[Stored entries]
§ §

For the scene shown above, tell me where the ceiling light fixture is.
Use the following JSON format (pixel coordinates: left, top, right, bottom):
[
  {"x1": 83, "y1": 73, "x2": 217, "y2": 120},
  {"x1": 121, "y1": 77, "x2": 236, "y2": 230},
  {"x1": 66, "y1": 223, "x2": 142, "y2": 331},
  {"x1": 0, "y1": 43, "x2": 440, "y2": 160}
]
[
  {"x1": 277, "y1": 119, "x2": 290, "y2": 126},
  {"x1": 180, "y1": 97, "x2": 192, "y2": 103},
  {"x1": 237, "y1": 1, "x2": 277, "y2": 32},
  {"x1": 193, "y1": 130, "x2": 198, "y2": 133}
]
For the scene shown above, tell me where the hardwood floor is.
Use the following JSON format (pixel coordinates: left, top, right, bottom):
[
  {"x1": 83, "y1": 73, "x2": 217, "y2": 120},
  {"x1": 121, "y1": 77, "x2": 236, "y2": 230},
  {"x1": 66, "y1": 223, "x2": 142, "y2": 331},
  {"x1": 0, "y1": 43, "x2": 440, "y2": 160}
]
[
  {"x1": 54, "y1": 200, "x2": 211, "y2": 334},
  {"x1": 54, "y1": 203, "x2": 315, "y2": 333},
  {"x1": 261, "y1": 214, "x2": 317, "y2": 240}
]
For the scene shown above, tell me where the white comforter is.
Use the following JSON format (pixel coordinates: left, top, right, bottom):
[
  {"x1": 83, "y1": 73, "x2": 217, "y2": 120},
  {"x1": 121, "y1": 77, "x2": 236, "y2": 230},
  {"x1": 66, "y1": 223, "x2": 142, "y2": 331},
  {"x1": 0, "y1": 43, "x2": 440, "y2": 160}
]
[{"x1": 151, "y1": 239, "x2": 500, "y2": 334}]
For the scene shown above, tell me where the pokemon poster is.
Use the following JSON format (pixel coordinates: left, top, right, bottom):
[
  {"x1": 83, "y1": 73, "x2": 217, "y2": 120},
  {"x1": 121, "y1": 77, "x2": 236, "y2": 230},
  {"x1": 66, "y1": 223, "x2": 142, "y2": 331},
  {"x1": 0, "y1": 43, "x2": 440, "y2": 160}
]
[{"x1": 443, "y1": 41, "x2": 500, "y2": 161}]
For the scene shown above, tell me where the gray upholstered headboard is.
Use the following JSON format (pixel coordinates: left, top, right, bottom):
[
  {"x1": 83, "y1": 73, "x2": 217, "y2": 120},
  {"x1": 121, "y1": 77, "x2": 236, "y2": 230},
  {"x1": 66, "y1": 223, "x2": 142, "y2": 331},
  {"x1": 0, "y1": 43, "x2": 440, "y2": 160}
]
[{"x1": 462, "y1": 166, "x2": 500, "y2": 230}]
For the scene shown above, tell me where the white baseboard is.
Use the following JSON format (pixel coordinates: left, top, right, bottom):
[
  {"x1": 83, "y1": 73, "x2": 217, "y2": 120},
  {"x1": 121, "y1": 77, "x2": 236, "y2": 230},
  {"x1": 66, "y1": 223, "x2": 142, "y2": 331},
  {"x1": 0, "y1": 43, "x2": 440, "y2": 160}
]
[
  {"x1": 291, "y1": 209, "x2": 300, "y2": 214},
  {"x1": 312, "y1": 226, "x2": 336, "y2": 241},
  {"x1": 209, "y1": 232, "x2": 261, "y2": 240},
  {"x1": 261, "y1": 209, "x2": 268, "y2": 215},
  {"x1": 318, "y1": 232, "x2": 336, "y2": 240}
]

§ §

**YOUR ASSIGNMENT**: For the string "scene", go through the entries above and copy each line where it occurs.

**RESPONSE TO THIS EXERCISE**:
For the scene shown above, tell me where the ceiling light fixture is.
For the scene shown above, tell me where the hardwood floor is.
For the scene shown above, tell me where the white comforter is.
For the scene shown above, tell me where the pokemon poster is.
For the scene shown above, tell me where the gray upholstered headboard is.
For the scene shown above, tell me where the white baseboard is.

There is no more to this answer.